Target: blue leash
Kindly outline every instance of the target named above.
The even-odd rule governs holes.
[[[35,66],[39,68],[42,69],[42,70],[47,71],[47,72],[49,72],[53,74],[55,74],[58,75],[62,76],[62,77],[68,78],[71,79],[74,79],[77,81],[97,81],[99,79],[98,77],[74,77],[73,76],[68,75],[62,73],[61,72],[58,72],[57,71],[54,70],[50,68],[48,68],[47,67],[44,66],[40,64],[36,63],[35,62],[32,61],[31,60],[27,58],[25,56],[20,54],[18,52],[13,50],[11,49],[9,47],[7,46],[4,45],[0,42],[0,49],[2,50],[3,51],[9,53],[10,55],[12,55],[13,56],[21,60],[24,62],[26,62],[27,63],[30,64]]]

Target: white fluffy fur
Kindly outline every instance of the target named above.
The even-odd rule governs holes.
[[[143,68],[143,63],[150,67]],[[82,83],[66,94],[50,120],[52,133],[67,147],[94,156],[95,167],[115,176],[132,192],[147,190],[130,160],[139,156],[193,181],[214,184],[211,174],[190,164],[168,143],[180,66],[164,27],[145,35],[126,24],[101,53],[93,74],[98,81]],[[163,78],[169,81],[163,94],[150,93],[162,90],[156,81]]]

• • • •

> [TASK TO COMPLETE]: Repeat every line of the records above, requests included, but scale each coordinate in the answers by 1.95 and round the result to a whole number, with halves rounded up. Leave the numbers in the requests unchanged.

> [RESULT]:
Target: blue leash
Kindly outline every instance of the target named above.
The even-odd rule governs holes.
[[[68,129],[76,133],[82,135],[82,137],[92,138],[92,140],[96,140],[103,144],[107,144],[113,146],[121,148],[121,150],[133,152],[138,154],[144,154],[150,158],[189,158],[193,154],[191,150],[144,150],[142,148],[133,146],[121,142],[119,140],[113,140],[111,138],[105,137],[98,133],[94,133],[92,131],[86,129],[78,125],[70,123],[68,121],[62,119],[60,117],[53,113],[49,109],[39,105],[35,101],[25,98],[21,96],[18,92],[14,90],[8,88],[0,82],[0,96],[4,98],[6,99],[18,103],[20,107],[23,107],[25,109],[41,117],[47,121],[51,121],[53,123],[59,125]]]

Target: white fluffy fur
Kindly outline every instance of the target named above.
The even-odd rule governs holes.
[[[279,133],[279,123],[293,131]],[[160,162],[129,183],[98,234],[101,259],[131,287],[183,304],[185,326],[224,343],[257,374],[287,371],[254,312],[271,304],[376,353],[417,359],[411,339],[371,320],[328,279],[351,129],[320,53],[283,68],[246,47],[197,103],[181,144],[191,158]],[[318,152],[330,158],[318,183],[293,181],[316,176],[304,158]]]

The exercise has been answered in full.